=== Extrait du document ===

Son petit musée
« Si Willem était un arbre, cela expliquerait la sensation que l’on éprouve en l’approchant, d’être surplombé par la masse feuillue d’une œuvre et en même temps de fouler l’enchevêtrement souterrain des racines, racines de la culture artistique, de la connaissance historique, de la préscience et de la science politique, de l’érudition la plus finement ramifiée. »
Gébé, Extrait de la préface de Deadlines (1998)
Willem est un artiste à part entière, tout à la fois dessinateur de presse, chroniqueur, reporter au long cours, auteur de bandes dessinées. Ses influences artistiques sont nombreuses et sa curiosité insatiable, s’inspirant autant de la peinture flamande que des grands maîtres du dessin satirique ou de la bande dessinée américaine underground.
Jérôme Bosch (v.1450-1516)
Jérôme Bosch, La Nef des fous, 4e quart du XVe siècle, huile sur bois, 58 cm x 33 cm, Musée du Louvre, Paris, inv. RF 2218.
Primitif flamand, Jérôme Bosch est connu pour ses tableaux foisonnants de minuscules figures caricaturesques, généralement placées dans des situations farfelues et entourées de détails macabres. Son œuvre la plus connue reste Le Jardin des délices (1503-1515). Ce triptyque énigmatique, grouillant de nudités, semble dépeindre le jardin d’Eden, l’humanité avant le déluge et l’Enfer. Avec La Lithotomie (v. 1494), l’artiste annonce les codes du dessin de presse satirique : un format semblable à une vignette et des personnages tournés en ridicule. Nul doute que Willem s’en est fortement imprégné.
Portrait : Hendrick Hondius, d’après Cornelis Cort, d’après Jérome Bosch, Portrait de Jérome Bosch, 1610, gravure, 19,9 cm x 12,1 cm, Rijksmuseum, Amsterdam, inv. RP-P-1907-589.
Pieter Brueghel l’Ancien (v.1525-1569)
Pieter Brueghel l’Ancien, Les Chasseurs dans la neige (Jäger im Schnee), vers 1565, huile sur bois, 117 x 162 cm, Kunsthistorisches Museum, Vienne, inv. Gemäldegalerie, 1838. © KHM-Museumsverband
Artiste peintre et graveur, Pieter Brueghel l’Ancien est l’un des grands maîtres de l’École flamande. Il dépeint aussi bien des scènes tragiques que des scènes pittoresques, la guerre comme les fêtes populaires. Influencé en partie par le travail de Jérôme Bosch, il aime à montrer d’immenses paysages fourmillant de minuscules personnages aux traits communs. Ses sujets, peints quelquefois avec mordant, critiquent la société de son époque. Les Chasseurs dans la neige (1565) est son œuvre la plus connue.
Portrait : Pieter Brueghel l’Ancien, Le peintre et l’acheteur (Maler und Käufer), vers 1566, crayon et encre brune sur papier, 1567, 25,5 x 21,5 cm, L’Albertina, Vienne, inv. 7500.
Jacques Callot (1592-1635)

=== Extraits des lignes ===

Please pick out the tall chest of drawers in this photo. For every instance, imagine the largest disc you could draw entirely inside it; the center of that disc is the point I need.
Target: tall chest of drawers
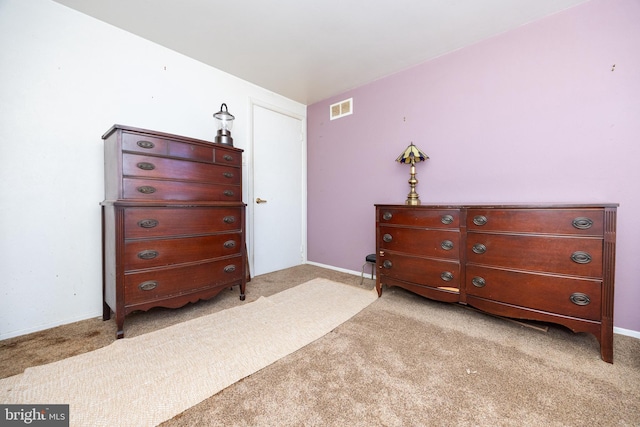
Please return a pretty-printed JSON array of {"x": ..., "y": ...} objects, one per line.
[
  {"x": 552, "y": 263},
  {"x": 173, "y": 221}
]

===

◆ Consignes:
(1) D'après le texte sur les influences artistiques de Willem, quelle est l'œuvre la plus connue de Pieter Brueghel l'Ancien ?
(2) Rédigez la suite du texte sur les influences artistiques de Willem, à partir de son dernier passage.
Les lignes ne sont d'aucune utilité pour ces exercices.

◆ Corrigés:
(1) Son œuvre la plus connue est Les Chasseurs dans la neige (1565).

(2)
Jacques Callot, Les misères et les malheurs de la guerre (17) : La Revanche des paysans, 1633, estampe, 8,4 x 18,7 cm, Musées des Beaux-Arts, Rennes, inv. 794.1.4723.
Dessinateur et graveur lorrain, Jacques Callot est connu pour avoir révolutionné la technique de l’eau-forte en remplaçant le vernis mou par un vernis dur. Par ailleurs, sa pratique du burin lui permet de créer de subtiles nuances de gris et d’aboutir à un résultat minutieux, foisonnant de scènes et de personnages et ce, malgré le petit format de ses œuvres. Il illustre aussi bien des sujets religieux, historiques que des scènes pittoresques.
Portrait : Anonyme, Portrait de Jacques Callot, XVIIe siècle, estampe, 13,4 x 8,8 cm, Musées des Beaux-Arts, Rennes, inv. 794.1.4948.
Jan Steen (1626-1679)
Jan Steen, La Fête de Saint-Nicolas, 1665-1668, huile sur toile, 82 x 70,5 cm, Rijksmuseum, Amsterdam, inv. SK-A-385.
Peintre néerlandais et représentant du baroque, Jan Steen est connu pour ses scènes pittoresques et religieuses qu’il traite avec une ironie et un sens de l’observation affutés. Son goût pour les scènes de genre s’explique notamment par ses parents brasseurs. Jan Steen tiendra lui-même une auberge à deux reprises. Au plus près des modèles, il dépeint des scènes domestiques, voire libertines non sans une certaine vulgarité assumée. L’intention moralisatrice de son œuvre se traduit avec comique, soulignant les imperfections de la société de son temps. Jan Steen inclut souvent dans ses désordres maîtrisés l’illustration de proverbes, jouant ainsi avec le ridicule des situations.
Portrait : Jan Steen, Autoportrait, vers 1670, huile sur toile, 73 x 62 cm, Rijksmuseum, Amsterdam, inv. SK-A-383.
Francisco de Goya (1746-1828)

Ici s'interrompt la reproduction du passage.